PROBLEM TO WORK ON:
Arrange the rows as a Markdown table with columns No. and Line. Begin at the line that contains "Can you see the louvered" and stop after the line that contains "[[34, 440], [129, 451]]", number each line, and leave out any blank lines.

# # #

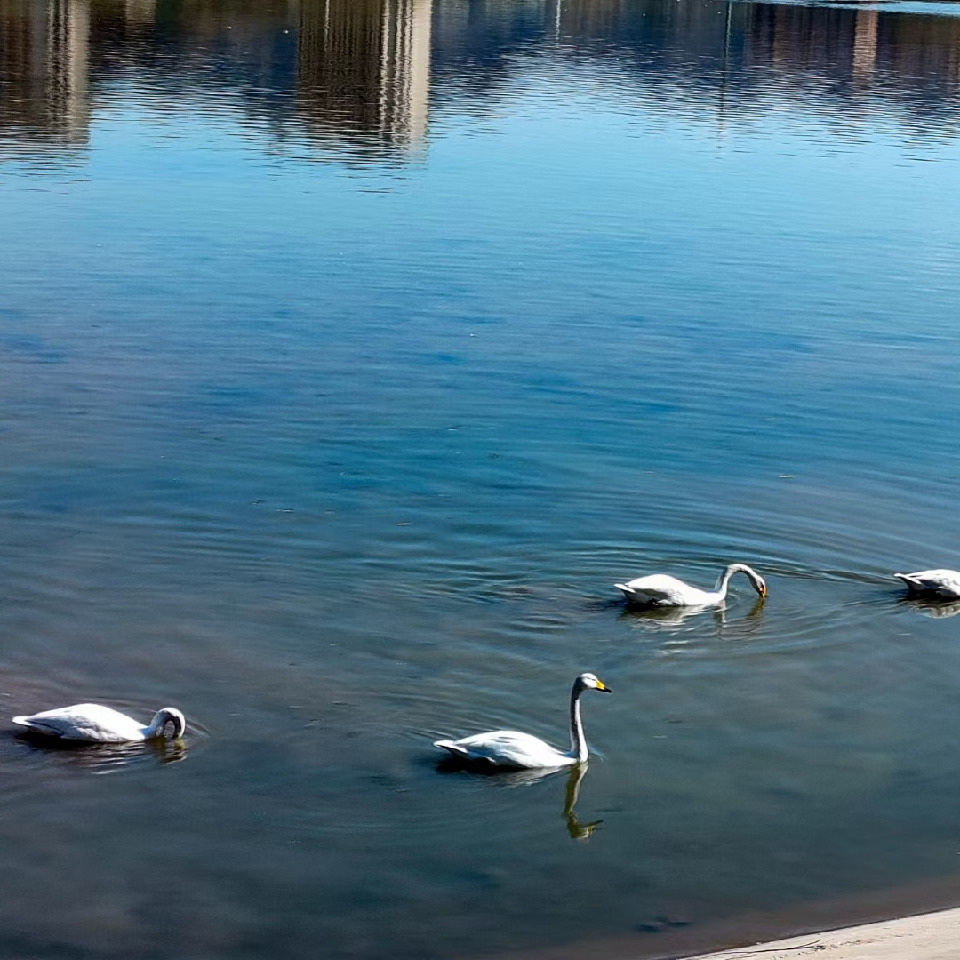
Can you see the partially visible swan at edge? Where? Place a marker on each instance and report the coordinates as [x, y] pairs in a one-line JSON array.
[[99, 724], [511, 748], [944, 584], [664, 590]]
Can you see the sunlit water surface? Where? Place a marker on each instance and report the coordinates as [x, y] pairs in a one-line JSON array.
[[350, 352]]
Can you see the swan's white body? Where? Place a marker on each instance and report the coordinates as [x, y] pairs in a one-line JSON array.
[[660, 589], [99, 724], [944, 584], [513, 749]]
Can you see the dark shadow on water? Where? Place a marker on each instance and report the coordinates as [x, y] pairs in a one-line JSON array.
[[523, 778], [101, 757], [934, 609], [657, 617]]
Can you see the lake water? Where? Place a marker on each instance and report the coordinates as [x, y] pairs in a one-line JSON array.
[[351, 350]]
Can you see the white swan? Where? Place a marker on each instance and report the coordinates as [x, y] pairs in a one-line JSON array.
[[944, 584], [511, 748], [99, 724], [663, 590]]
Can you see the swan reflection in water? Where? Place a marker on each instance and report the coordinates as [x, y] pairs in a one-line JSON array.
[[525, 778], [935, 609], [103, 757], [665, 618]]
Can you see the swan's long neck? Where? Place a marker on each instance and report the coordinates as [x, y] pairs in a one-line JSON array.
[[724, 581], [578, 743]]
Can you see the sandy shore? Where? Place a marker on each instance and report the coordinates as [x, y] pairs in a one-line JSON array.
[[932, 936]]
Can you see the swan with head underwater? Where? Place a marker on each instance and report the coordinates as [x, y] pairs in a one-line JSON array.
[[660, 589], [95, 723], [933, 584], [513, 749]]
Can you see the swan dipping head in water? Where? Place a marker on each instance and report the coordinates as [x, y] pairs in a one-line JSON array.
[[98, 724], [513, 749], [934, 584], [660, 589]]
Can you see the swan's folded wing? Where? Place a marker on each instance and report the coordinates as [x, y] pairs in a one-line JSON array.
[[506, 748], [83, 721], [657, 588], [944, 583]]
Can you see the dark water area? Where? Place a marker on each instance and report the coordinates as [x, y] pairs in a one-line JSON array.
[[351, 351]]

# # #

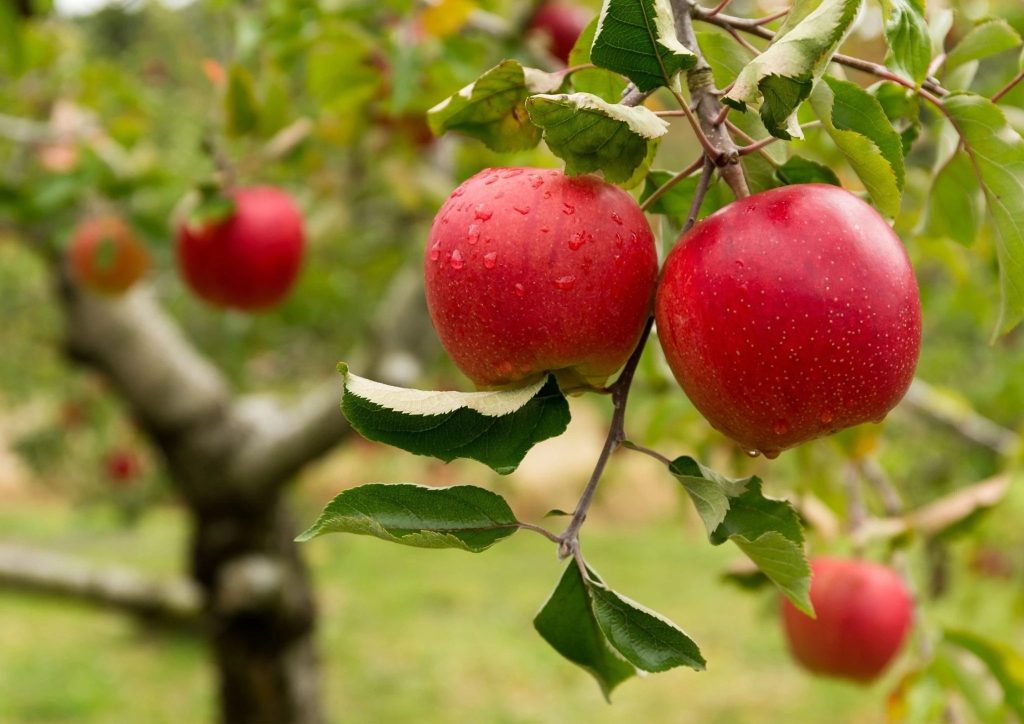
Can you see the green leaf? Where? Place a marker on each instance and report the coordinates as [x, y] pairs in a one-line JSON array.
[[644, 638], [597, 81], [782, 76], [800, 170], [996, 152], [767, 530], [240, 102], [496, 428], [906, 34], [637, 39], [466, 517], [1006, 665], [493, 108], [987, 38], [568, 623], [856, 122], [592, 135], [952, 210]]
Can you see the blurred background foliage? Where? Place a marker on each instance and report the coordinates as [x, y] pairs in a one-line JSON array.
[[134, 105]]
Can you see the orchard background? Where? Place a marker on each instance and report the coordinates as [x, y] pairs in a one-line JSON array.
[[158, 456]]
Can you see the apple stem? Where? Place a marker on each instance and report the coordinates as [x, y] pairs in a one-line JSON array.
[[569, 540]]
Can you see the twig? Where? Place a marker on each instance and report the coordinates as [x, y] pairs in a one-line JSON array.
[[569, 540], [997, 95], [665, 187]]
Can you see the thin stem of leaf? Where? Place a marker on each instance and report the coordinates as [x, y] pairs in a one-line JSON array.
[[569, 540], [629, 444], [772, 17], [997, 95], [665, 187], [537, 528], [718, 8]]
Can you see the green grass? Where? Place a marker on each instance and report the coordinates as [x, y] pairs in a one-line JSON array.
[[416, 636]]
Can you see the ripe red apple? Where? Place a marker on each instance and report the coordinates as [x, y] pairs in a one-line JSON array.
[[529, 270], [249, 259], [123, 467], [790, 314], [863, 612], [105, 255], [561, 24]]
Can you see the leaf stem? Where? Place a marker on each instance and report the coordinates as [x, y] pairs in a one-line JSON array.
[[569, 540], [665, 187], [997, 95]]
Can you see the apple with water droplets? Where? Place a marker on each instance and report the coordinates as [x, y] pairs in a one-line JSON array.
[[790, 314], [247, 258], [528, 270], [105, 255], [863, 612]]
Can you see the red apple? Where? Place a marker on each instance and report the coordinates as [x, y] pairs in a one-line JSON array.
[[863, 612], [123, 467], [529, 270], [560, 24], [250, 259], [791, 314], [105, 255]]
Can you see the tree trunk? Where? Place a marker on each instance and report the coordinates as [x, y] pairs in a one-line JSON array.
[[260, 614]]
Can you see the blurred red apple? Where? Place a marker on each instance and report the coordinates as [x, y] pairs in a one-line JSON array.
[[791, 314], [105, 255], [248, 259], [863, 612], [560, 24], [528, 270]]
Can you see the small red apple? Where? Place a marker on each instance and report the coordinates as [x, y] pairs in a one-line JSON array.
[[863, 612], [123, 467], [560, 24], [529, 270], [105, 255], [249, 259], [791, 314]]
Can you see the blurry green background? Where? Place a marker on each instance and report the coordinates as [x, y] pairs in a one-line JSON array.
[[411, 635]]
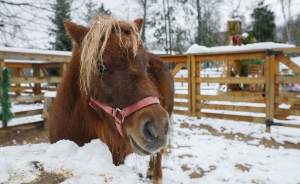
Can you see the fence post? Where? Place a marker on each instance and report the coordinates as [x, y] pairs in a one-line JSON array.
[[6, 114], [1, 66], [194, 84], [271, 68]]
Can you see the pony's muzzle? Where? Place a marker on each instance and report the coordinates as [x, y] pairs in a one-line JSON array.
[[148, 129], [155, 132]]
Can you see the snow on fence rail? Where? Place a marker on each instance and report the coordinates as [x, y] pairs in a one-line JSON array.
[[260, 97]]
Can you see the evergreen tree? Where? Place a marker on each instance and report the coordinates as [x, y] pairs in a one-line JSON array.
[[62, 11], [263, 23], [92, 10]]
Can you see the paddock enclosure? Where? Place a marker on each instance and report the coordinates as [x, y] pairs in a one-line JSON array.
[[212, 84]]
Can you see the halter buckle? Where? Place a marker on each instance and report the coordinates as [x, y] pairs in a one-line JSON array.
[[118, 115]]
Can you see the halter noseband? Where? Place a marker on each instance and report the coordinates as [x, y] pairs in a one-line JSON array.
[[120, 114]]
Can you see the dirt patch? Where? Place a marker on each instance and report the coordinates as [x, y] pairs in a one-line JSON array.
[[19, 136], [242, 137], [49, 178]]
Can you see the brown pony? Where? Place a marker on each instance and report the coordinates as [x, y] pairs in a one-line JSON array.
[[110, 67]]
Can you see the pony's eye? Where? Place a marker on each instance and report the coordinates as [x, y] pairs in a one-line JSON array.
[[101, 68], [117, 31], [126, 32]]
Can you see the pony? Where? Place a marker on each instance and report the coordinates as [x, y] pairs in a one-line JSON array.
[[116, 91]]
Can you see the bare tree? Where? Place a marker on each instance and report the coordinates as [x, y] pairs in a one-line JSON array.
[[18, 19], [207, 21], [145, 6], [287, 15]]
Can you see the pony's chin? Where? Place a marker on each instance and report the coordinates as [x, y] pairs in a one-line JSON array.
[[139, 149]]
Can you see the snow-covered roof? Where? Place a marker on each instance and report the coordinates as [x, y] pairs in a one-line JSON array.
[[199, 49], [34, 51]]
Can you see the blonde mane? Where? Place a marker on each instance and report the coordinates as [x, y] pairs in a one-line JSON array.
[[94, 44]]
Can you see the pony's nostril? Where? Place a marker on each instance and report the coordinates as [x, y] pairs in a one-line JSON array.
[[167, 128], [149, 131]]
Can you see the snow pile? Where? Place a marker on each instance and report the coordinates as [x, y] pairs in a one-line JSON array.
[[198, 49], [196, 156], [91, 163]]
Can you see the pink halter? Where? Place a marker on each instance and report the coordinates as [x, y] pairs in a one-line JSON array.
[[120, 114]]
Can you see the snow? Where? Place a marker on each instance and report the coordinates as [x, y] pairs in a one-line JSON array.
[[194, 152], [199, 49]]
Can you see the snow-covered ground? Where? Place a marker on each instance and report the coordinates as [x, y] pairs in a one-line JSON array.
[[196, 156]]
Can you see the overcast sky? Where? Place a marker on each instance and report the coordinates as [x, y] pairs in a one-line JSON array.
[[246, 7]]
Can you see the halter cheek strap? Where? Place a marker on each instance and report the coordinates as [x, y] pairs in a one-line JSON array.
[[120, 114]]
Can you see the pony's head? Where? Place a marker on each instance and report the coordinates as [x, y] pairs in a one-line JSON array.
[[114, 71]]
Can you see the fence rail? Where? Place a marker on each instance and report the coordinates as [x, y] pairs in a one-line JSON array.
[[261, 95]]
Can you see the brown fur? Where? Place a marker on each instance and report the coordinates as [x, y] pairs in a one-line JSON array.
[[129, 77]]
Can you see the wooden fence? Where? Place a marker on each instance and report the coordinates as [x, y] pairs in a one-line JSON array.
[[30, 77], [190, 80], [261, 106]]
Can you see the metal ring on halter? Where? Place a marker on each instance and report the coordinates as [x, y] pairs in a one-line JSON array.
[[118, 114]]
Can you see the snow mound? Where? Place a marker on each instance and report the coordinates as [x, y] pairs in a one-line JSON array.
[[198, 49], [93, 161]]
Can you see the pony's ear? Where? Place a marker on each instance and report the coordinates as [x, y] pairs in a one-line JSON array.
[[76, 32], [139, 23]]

# # #

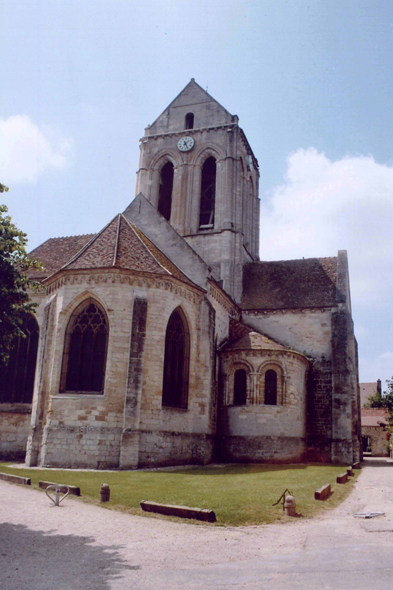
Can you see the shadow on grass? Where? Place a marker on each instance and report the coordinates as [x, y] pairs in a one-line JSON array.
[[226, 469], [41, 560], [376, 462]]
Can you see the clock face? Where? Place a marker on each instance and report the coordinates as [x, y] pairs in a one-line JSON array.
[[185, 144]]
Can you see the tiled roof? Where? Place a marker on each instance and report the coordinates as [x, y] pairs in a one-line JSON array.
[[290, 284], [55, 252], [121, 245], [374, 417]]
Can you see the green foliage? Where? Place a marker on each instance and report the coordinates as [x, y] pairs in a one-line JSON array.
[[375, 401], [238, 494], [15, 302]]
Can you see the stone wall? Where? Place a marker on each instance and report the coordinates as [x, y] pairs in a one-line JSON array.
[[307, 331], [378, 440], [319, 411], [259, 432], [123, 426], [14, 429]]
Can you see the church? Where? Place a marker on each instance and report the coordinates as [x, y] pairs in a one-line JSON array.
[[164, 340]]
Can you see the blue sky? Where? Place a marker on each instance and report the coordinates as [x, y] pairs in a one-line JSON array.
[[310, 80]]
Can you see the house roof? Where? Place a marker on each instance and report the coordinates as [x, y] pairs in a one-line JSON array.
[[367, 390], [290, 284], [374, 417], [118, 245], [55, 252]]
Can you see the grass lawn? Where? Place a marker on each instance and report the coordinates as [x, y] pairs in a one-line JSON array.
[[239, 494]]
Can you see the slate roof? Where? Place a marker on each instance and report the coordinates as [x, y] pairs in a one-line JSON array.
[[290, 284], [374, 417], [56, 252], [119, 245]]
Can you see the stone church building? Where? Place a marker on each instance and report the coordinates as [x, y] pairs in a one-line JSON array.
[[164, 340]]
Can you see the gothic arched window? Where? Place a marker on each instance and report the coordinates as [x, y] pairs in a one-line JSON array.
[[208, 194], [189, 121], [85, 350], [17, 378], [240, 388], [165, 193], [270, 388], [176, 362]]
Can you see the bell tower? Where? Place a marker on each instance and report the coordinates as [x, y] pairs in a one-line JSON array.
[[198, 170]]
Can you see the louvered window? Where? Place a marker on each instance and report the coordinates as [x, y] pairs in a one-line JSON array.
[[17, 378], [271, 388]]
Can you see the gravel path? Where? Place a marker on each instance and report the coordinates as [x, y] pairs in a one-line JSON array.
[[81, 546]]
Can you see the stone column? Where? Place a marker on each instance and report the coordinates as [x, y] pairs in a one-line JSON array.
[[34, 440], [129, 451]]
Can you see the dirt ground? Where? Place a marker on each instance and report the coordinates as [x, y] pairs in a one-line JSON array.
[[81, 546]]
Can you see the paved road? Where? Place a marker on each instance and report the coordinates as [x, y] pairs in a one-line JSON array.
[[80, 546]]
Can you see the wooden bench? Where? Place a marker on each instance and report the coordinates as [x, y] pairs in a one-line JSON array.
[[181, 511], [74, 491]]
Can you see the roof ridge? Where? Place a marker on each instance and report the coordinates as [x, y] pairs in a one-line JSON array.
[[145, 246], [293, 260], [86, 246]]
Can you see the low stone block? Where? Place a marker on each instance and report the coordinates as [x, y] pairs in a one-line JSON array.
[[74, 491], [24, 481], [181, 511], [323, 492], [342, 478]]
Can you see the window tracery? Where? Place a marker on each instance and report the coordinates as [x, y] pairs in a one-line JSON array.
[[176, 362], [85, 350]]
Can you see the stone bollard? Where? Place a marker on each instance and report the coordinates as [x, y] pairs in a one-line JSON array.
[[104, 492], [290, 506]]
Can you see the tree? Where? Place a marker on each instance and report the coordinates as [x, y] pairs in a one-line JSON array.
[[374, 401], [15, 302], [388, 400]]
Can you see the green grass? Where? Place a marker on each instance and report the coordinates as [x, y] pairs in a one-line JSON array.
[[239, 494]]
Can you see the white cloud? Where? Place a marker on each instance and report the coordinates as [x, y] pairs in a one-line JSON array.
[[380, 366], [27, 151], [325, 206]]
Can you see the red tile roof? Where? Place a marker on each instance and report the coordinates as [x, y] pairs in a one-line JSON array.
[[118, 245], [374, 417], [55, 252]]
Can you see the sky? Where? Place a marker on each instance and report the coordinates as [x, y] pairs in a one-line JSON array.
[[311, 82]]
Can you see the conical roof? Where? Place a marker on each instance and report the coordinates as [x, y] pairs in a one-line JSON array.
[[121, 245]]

# # #

TASK RESULT:
| No. | Line |
|---|---|
| 1 | Can you see the louvered window? Where? Place a marker on each instance and report the coordinates as [x, y] pairs in a one-line JSON array. |
| 2 | [[17, 378], [271, 388]] |
| 3 | Can you see the gravel path? Where? Place a marker on each instance and report the coordinates as [x, y] pairs in a one-line JSON array. |
| 4 | [[81, 546]] |
| 5 | Can you see the stone column? Where? Place a marker on each instance and report the coordinates as [x, y] pairs in a one-line JSON array. |
| 6 | [[34, 440], [129, 451]] |